● **TASK DIRECTIONS**:
Please return every line from the entries that has the string "collar" in it.

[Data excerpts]
_ _ _

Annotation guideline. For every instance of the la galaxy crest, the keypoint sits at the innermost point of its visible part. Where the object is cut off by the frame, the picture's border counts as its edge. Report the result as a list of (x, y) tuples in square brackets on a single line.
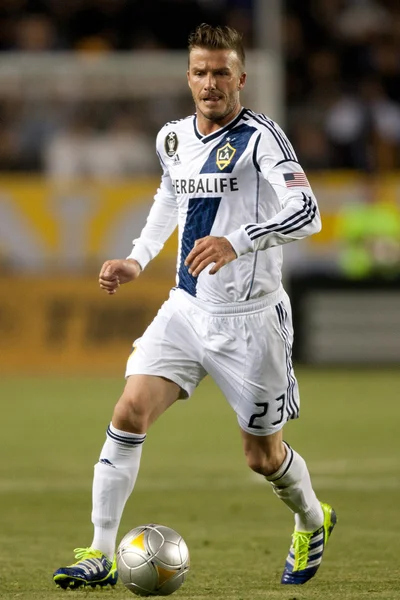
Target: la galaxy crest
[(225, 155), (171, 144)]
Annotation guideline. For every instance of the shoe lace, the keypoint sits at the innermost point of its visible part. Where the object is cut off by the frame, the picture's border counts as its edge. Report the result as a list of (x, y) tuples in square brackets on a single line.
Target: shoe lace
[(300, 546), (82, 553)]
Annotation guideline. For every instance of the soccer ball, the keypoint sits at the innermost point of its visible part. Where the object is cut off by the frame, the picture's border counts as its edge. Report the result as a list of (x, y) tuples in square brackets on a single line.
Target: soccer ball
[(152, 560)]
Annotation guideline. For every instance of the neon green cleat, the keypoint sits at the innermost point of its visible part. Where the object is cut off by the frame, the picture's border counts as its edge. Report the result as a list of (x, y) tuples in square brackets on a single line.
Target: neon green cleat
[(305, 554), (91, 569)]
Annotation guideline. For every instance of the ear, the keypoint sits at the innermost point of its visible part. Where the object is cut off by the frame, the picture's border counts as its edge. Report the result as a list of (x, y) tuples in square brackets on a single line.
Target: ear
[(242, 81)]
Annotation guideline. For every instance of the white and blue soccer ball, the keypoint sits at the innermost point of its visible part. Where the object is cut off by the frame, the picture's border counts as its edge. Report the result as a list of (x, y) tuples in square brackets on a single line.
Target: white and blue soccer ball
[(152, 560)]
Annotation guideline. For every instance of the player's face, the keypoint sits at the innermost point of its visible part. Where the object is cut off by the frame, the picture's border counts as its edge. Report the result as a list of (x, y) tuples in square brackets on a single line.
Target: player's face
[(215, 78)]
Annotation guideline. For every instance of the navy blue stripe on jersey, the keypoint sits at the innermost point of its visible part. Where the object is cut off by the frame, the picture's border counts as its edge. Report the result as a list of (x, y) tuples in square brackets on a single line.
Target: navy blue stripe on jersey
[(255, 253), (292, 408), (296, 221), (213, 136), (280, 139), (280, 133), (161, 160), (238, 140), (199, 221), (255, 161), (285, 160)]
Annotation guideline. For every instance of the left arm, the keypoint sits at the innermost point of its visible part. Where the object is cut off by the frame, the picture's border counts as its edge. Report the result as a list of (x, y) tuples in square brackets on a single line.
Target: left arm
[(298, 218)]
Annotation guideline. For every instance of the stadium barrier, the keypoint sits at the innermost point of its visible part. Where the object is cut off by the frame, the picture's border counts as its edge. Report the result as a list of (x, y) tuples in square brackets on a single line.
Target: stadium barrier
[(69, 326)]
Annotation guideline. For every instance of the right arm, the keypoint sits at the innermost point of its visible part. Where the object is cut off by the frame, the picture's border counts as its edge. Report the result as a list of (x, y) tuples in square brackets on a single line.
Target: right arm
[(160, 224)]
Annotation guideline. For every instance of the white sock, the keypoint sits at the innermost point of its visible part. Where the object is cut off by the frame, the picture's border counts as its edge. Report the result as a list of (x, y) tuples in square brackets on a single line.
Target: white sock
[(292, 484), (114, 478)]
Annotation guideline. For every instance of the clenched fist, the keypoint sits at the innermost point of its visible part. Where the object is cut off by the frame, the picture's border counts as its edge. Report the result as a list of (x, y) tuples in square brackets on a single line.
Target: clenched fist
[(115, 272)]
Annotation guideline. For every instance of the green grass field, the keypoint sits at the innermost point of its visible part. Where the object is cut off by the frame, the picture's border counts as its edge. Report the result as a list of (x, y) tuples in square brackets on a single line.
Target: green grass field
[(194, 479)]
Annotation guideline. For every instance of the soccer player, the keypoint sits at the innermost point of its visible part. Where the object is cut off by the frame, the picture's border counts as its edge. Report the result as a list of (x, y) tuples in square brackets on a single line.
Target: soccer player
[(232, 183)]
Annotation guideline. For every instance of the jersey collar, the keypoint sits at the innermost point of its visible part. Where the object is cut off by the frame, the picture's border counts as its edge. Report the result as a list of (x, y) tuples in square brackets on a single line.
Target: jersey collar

_ _ _

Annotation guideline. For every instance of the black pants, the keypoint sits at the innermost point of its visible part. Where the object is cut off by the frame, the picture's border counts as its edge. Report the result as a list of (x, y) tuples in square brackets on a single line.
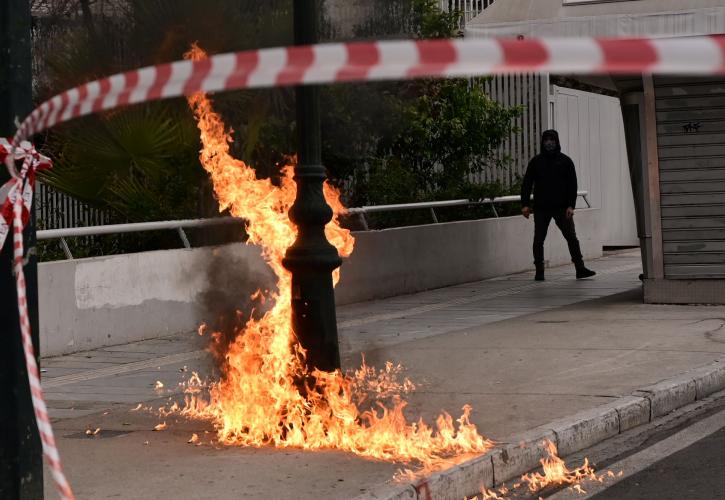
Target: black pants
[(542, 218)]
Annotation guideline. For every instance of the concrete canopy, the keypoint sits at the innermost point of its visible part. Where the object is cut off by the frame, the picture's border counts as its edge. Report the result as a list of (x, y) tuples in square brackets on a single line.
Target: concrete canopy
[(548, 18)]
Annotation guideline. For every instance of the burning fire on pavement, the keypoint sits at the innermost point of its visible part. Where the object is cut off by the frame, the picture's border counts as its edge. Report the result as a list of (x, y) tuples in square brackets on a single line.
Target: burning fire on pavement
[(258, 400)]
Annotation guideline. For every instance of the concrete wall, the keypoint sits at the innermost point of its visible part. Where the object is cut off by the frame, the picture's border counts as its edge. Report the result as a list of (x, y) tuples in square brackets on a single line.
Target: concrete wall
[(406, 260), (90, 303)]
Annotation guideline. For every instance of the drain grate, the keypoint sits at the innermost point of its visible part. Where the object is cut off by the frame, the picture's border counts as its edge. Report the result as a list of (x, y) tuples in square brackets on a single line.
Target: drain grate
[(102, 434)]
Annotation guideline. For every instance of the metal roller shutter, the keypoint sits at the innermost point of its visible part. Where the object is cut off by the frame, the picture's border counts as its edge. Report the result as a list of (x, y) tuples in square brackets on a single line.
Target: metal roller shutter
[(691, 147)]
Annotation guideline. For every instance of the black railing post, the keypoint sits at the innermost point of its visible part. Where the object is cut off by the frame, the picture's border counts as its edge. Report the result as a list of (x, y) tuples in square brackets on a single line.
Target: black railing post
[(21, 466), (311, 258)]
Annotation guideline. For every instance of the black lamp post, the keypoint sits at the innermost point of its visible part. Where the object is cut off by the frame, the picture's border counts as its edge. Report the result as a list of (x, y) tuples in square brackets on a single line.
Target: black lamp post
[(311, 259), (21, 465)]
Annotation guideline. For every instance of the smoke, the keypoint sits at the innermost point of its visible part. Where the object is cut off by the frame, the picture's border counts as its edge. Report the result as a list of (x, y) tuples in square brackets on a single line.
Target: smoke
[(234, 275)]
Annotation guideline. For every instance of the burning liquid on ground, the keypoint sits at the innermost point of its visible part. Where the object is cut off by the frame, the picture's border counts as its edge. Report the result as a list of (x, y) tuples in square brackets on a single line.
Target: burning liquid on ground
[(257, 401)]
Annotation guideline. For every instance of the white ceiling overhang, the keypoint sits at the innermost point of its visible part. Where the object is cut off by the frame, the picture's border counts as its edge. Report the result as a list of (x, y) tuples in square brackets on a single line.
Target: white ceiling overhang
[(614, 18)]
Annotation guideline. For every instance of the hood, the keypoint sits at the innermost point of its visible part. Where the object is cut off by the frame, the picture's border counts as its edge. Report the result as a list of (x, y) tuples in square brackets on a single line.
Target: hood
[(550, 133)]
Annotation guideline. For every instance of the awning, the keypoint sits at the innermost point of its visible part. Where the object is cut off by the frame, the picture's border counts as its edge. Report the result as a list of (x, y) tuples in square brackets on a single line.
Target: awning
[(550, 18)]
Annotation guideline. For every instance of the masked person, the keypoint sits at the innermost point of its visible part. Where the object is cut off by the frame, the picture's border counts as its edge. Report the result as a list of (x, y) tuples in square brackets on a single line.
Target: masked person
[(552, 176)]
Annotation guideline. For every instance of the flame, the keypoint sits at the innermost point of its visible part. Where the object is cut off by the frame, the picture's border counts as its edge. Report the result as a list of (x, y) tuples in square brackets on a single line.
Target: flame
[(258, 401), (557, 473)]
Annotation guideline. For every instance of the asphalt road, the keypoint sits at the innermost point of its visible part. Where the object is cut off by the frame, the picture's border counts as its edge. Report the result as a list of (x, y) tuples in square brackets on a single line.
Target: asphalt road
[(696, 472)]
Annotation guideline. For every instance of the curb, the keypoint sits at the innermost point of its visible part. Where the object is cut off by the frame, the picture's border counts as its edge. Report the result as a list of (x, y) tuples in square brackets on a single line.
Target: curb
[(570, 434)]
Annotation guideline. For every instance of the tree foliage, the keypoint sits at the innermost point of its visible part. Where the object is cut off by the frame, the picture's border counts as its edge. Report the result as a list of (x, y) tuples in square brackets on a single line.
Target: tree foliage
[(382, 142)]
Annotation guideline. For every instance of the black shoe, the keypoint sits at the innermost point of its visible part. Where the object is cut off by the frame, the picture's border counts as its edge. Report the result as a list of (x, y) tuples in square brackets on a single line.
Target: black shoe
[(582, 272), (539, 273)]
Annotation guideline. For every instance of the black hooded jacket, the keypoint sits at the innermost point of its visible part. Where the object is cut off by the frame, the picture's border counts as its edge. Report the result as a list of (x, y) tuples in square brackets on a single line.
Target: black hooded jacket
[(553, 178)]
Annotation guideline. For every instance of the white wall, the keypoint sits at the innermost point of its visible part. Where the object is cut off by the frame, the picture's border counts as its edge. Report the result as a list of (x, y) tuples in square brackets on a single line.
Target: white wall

_ _ _

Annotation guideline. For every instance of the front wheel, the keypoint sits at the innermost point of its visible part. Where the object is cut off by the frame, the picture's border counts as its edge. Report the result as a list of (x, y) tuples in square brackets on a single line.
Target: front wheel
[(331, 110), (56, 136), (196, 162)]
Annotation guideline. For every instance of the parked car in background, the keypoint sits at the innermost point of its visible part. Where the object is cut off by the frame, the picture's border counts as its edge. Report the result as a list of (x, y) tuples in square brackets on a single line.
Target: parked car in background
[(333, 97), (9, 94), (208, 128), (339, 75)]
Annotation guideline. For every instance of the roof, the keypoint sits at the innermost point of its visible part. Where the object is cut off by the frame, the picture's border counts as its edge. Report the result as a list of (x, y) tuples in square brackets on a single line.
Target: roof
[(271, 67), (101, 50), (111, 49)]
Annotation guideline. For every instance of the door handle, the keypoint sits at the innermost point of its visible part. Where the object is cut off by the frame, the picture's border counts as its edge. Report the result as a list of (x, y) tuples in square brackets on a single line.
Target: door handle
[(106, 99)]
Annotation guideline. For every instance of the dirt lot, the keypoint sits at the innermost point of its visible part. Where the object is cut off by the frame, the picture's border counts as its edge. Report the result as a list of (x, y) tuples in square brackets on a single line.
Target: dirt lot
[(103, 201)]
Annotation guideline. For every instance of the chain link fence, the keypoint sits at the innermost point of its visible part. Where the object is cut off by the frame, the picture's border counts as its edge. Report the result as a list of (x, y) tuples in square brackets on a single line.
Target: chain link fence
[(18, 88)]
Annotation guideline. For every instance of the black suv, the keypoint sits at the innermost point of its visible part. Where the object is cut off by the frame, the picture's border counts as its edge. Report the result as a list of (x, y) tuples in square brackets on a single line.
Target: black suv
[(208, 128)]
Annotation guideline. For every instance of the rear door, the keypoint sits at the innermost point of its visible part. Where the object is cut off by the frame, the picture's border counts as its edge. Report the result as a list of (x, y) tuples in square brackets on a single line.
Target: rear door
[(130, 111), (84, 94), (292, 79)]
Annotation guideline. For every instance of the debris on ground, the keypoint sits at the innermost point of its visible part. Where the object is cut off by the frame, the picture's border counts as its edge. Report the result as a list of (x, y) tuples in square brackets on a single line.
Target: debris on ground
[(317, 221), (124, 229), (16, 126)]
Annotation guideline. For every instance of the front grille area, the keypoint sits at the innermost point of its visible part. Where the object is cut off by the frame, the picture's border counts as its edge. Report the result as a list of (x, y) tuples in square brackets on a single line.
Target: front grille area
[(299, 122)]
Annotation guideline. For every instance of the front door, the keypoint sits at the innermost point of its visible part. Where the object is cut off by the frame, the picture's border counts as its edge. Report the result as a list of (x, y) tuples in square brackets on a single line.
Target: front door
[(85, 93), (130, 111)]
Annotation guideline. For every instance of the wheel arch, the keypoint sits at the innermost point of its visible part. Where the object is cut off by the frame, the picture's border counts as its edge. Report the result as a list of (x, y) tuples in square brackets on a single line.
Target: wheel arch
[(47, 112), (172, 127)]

_ _ _

● **ANSWER**:
Annotation guideline. For every instance of the jersey collar, the keypoint sits at the innermost point of its visible part. Where the object is cut off by the frame, the picture's border counts as its edge. Report the result as a list of (x, y) tuples in square brackets on a single line.
Target: jersey collar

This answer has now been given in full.